'''

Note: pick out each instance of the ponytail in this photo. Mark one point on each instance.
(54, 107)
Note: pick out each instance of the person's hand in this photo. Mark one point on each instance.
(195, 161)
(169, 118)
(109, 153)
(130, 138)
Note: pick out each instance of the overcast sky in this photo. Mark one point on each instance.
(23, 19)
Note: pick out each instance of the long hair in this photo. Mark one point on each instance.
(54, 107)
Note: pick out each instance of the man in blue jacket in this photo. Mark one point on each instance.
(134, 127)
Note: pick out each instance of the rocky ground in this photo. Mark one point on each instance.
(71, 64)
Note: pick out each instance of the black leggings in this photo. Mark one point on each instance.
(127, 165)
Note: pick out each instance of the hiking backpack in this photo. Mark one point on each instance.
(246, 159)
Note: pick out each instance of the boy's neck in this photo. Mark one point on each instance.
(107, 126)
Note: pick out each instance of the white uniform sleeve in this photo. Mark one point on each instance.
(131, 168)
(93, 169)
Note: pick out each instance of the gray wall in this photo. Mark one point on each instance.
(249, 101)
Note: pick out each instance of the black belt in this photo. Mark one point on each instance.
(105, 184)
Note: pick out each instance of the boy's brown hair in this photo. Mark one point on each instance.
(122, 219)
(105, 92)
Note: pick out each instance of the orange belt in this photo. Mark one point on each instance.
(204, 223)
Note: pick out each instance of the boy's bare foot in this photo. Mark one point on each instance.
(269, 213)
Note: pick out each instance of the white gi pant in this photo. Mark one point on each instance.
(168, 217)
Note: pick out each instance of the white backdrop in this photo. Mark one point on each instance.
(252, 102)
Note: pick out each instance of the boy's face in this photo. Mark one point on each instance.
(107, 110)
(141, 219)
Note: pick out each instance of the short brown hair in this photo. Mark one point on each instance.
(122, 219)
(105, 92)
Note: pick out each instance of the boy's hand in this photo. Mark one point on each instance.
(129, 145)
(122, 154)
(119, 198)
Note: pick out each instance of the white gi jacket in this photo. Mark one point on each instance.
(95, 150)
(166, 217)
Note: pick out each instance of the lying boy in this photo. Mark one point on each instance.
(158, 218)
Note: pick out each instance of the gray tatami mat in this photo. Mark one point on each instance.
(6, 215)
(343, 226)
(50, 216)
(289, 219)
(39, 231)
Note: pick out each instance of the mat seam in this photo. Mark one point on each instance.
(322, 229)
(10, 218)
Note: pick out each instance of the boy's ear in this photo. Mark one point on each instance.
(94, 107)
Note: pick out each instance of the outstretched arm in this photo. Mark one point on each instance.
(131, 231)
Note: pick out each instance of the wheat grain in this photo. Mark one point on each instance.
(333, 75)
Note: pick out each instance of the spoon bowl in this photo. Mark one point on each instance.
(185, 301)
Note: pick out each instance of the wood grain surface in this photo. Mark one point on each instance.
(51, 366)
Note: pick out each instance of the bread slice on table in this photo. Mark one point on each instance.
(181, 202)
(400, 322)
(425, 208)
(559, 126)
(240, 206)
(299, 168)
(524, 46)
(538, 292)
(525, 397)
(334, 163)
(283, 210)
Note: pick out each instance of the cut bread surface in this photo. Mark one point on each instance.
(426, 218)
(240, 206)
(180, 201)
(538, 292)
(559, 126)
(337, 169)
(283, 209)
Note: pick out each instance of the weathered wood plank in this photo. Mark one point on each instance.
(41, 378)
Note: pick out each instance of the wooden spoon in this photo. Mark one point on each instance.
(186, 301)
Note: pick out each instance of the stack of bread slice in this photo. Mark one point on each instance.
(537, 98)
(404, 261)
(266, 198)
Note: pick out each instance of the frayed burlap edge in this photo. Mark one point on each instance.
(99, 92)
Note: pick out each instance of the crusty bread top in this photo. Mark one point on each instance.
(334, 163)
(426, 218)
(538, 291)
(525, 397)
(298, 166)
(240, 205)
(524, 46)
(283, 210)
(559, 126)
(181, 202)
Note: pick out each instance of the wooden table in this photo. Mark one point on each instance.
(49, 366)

'''

Problem to solve: For this exercise, transcribe all the records exactly.

Answer for this exercise:
Note: pick out each instance of the ponytail in this photo. Mark one point on each instance.
(54, 107)
Note: pick out each instance of the person's hand in this photo. Mark one point on each instance.
(195, 161)
(169, 118)
(109, 153)
(130, 138)
Note: pick out each instance of the overcast sky in this photo. Mark one point on each instance.
(23, 19)
Note: pick out each instance of the long hair in this photo. Mark one point on each instance.
(54, 107)
Note: pick out each instance of the man in blue jacket in this photo. Mark one point on each instance.
(134, 127)
Note: pick out each instance of the rocky ground in this photo. Mark one point on each instance.
(71, 64)
Note: pick out each instance of the black leggings in this photo. Mark one point on each instance.
(127, 165)
Note: pick out each instance of the hiking backpack in this photo. Mark one point on each instance.
(246, 159)
Note: pick out each instance of the boy's neck in this photo. Mark one point on each instance.
(107, 126)
Note: pick out each instance of the white uniform sleeve in this photo. Mark one point on each instance.
(131, 168)
(93, 169)
Note: pick out each instance of the gray wall in this photo. Mark one point on each instance.
(249, 101)
Note: pick out each instance of the black belt in this photo. Mark one point on each instance.
(105, 184)
Note: pick out each instance of the boy's brown hair in this photo. Mark one point on each instance.
(122, 219)
(105, 92)
Note: pick out each instance of the orange belt in this photo. Mark one point on each instance.
(204, 223)
Note: pick out each instance of the boy's bare foot in this photo. Mark one point on each instance.
(269, 213)
Note: pick out each instance of the white gi pant in this photo. Mark one point on each instance.
(168, 217)
Note: pick out each instance of the white backdrop in this photo. Mark one point on each instance.
(252, 102)
Note: pick out each instance of the boy's face in this photo. Mark one point on each instance.
(107, 110)
(141, 219)
Note: pick out each instance of the short brown hair in this photo. Mark one point on each instance.
(122, 219)
(105, 92)
Note: pick out each instance of the boy's hand in this photo. Mark one point on each instance.
(129, 145)
(122, 154)
(119, 198)
Note: pick out each instance of the white gi jacket in this photo. Mark one point on each instance.
(95, 150)
(166, 217)
Note: pick out each instance of the lying boy in this photo. Mark one point on each instance.
(158, 218)
Note: pick out each instance of the gray tatami mat in this photo. Mark one point on each instance.
(6, 215)
(343, 226)
(50, 216)
(289, 219)
(39, 231)
Note: pick out each instance of the mat seam in this photo. Mark one point on each instance.
(322, 229)
(10, 218)
Note: pick out each instance of the boy's ear in this photo. Mark one point on each instance.
(94, 107)
Note: pick out each instance of the outstretched arm in this photo. Mark one point on each instance.
(131, 231)
Note: pick out each instance of the wheat grain in this photo. Mark one point on each instance.
(333, 75)
Note: pick out each instance of the spoon bowl in this photo. Mark one point on each instance.
(185, 301)
Note: pick out each instance of the wood grain surface in this photo. Mark one point on each instance.
(51, 366)
Note: pick out each instance of the bread slice on table in this photo. Mark one point on each instance.
(181, 202)
(400, 322)
(425, 208)
(559, 126)
(240, 206)
(299, 168)
(524, 46)
(538, 292)
(525, 397)
(334, 163)
(283, 210)
Note: pick out each instance of the cut bread surface in this photo. Mark one point on each instance.
(426, 218)
(240, 206)
(180, 201)
(538, 292)
(559, 126)
(337, 169)
(283, 209)
Note: pick out each instance of the weathered wood plank in this photo. Mark one point on each instance.
(41, 378)
Note: pick out each instance of the wooden spoon in this photo. Mark one point on each instance.
(186, 301)
Note: pick out each instance of the stack of bread slice in this photo. Mark one point on each instance.
(537, 98)
(404, 261)
(266, 198)
Note: pick out each instance of the frayed burlap edge in this photo. Mark one point on each instance.
(99, 92)
Note: pick out each instance of the crusty bread top in this photo. Mark one point on each instance.
(334, 163)
(426, 218)
(538, 291)
(525, 397)
(298, 166)
(240, 205)
(524, 46)
(283, 210)
(559, 126)
(181, 202)
Note: pick out each instance of the wooden table in this photo. Mark one point on each instance.
(49, 366)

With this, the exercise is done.